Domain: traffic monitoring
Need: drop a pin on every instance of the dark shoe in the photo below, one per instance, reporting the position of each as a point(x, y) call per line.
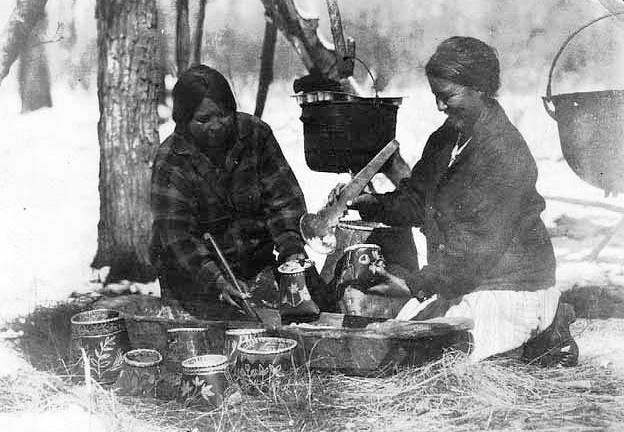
point(555, 346)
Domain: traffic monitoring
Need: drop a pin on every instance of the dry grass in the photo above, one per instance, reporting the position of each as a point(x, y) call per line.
point(450, 394)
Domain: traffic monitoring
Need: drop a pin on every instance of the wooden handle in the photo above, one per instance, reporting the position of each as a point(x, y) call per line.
point(361, 179)
point(248, 309)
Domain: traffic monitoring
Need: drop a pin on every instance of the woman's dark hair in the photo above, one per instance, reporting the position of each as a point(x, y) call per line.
point(193, 86)
point(466, 61)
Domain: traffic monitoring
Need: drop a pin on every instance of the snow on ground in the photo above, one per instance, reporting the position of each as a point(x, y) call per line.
point(49, 179)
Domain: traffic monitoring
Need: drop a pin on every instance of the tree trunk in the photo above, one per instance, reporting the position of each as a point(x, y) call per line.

_Instruction_
Give the lines of the items above as a JSON list of strings, one string per line and no blank lines, starting at the first line and ending at the line that contains "point(49, 179)". Leave the pictures out.

_Full response_
[
  "Domain: traffic monitoring",
  "Need: drop a pin on every instance of the dark shoe in the photo below, one per instance, reporting the position of each as a point(x, y) call per line.",
  "point(555, 346)",
  "Domain: traffic monitoring",
  "Need: drop a pin on every instance of the dry grass in the photo above, one per instance, reporting the position of each as a point(x, y) call per line.",
  "point(450, 394)",
  "Domain: traffic monitoring",
  "Need: drop a pin on every instance of the wooden handle in the photo above, one per instance, reporting the position of each as a point(x, y) call per line.",
  "point(361, 179)",
  "point(248, 309)",
  "Domain: traffic monitoring",
  "Need: drop a pin on every instance of the woman's dark hair in the photo above, one per instance, reporting the position of each as a point(x, y) call per line.",
  "point(193, 86)",
  "point(466, 61)",
  "Domain: traffic monitoring",
  "Need: drop a pin on every instance of the snow on ground in the photo above, one per instance, reporting the position of each as a point(x, y) call per line.",
  "point(49, 179)"
]